WHAT YOU HAVE TO DO
Place the lines from the one containing "129L0 132L1 218L225" through the one containing "positive clicks: (12, 127) (595, 125)", both included, into a numbered list, omitting any blank lines.
*** DATASET ***
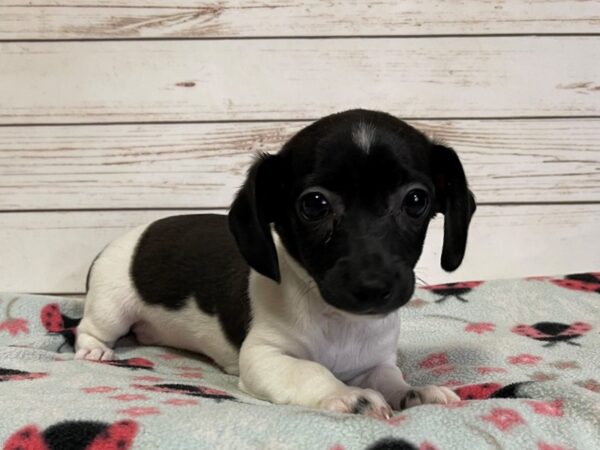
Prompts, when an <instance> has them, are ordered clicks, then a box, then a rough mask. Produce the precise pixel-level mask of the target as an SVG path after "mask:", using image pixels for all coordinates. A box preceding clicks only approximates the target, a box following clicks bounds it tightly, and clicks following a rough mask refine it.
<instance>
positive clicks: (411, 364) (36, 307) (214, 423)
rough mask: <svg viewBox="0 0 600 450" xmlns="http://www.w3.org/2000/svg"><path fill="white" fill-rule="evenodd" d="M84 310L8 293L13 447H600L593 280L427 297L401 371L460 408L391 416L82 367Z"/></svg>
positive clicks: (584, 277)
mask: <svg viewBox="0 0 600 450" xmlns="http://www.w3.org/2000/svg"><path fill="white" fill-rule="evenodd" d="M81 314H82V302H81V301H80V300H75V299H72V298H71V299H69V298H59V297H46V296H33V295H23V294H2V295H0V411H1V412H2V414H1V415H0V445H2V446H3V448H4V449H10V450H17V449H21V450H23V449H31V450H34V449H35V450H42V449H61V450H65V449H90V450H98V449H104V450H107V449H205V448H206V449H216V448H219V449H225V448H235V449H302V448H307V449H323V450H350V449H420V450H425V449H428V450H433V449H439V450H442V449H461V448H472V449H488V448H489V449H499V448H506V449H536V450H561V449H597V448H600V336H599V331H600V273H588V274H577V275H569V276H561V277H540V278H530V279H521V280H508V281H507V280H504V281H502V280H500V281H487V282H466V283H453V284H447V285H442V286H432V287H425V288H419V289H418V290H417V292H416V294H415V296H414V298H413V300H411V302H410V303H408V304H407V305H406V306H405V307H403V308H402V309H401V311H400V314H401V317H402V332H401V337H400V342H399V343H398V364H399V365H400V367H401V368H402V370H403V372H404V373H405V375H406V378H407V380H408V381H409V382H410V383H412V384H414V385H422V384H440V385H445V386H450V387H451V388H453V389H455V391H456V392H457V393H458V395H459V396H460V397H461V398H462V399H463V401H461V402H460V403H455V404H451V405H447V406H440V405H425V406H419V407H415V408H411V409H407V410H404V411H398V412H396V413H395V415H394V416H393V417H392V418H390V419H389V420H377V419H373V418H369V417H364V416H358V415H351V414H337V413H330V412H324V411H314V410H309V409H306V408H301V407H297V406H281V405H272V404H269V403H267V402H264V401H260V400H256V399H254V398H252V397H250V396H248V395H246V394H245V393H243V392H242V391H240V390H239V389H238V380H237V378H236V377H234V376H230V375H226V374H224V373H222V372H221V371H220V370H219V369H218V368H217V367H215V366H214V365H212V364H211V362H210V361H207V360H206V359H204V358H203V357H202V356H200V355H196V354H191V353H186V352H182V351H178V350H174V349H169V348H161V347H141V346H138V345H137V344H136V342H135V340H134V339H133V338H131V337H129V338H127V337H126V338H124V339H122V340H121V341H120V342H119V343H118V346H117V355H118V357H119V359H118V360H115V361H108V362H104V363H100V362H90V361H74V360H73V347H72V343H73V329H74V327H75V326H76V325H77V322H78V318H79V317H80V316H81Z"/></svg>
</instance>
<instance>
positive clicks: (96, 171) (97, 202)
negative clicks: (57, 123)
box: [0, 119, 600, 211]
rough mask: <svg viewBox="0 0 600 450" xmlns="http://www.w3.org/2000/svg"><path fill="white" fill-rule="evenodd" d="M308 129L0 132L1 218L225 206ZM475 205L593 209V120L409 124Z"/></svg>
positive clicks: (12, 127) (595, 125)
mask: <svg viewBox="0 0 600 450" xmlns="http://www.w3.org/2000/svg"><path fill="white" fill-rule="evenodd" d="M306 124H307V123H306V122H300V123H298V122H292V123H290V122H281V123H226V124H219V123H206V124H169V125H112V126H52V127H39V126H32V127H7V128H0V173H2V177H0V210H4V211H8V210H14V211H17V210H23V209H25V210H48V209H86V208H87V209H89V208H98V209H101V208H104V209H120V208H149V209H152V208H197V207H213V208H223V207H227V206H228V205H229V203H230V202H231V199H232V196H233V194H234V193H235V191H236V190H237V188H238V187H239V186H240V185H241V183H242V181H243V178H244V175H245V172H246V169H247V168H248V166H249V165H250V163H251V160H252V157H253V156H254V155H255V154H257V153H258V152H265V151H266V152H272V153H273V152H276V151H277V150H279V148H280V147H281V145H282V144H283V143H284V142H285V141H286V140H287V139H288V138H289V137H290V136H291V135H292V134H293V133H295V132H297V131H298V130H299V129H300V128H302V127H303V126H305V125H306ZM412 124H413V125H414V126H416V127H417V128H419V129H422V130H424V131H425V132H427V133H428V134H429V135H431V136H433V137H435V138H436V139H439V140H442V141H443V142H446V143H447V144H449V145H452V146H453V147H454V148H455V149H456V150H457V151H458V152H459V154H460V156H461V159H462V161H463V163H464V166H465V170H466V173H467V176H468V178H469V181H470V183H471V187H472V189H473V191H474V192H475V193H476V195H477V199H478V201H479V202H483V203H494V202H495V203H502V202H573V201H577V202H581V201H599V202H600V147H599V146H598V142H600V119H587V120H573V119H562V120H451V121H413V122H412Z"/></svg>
*** End of DATASET ***
THE ANSWER
1. rough mask: <svg viewBox="0 0 600 450" xmlns="http://www.w3.org/2000/svg"><path fill="white" fill-rule="evenodd" d="M308 129L0 132L1 218L225 206ZM475 205L593 209V120L409 124Z"/></svg>
2. positive clicks: (12, 127) (595, 125)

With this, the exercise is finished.